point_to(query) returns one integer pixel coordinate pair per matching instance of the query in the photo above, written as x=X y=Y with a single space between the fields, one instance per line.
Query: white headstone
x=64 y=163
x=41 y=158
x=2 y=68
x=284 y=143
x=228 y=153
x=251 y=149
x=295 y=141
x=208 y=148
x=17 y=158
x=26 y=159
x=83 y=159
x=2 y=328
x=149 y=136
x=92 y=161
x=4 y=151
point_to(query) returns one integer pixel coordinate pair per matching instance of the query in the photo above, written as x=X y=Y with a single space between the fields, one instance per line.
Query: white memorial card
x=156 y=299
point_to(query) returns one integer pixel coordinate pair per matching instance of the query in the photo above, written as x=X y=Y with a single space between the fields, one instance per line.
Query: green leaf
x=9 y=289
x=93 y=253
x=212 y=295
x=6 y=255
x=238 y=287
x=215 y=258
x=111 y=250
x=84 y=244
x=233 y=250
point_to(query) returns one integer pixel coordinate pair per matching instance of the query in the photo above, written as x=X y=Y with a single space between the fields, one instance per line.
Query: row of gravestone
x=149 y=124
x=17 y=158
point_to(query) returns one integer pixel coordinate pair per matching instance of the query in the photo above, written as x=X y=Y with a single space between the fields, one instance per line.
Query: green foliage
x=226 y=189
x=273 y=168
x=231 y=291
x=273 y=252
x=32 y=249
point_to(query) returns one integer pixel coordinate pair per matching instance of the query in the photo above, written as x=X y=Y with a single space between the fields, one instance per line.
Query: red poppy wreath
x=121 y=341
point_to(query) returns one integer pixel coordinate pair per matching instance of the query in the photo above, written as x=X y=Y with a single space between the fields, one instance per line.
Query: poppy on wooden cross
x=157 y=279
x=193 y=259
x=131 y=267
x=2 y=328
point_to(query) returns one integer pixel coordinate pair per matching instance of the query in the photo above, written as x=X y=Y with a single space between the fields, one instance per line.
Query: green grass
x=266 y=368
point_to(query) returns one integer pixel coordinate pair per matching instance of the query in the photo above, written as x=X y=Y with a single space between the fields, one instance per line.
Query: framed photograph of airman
┄┄┄┄┄┄┄┄┄┄
__PROBLEM DESCRIPTION__. Please rewrite the items above as a numbered list with blank lines left out, starting with the first line and going on through the line with "x=233 y=250", both ends included.

__ANSWER TO THE PROBLEM__.
1. point_to(query) returns one integer pixel coordinate pair per matching instance of the query in the photo above, written as x=X y=Y with a single space between the fields, one instance per line.
2. Query: white headstone
3. x=64 y=163
4. x=41 y=158
5. x=2 y=68
6. x=284 y=143
7. x=228 y=153
8. x=251 y=149
9. x=295 y=141
10. x=208 y=148
11. x=17 y=158
12. x=26 y=159
13. x=83 y=159
14. x=2 y=328
15. x=149 y=136
16. x=92 y=161
17. x=4 y=151
18. point_to(query) returns one integer pixel coordinate pair per matching instance of the query in the photo above, written as x=X y=Y with a single space between the fields, one instance per line.
19. Query: white memorial card
20. x=156 y=299
21. point_to(query) returns one integer pixel coordinate pair per matching instance of the query in the photo above, written as x=X y=Y with a single space between the fields, one instance per line.
22. Query: green leaf
23. x=9 y=289
24. x=93 y=253
25. x=212 y=295
26. x=6 y=255
27. x=238 y=287
28. x=215 y=258
29. x=111 y=250
30. x=84 y=244
31. x=233 y=250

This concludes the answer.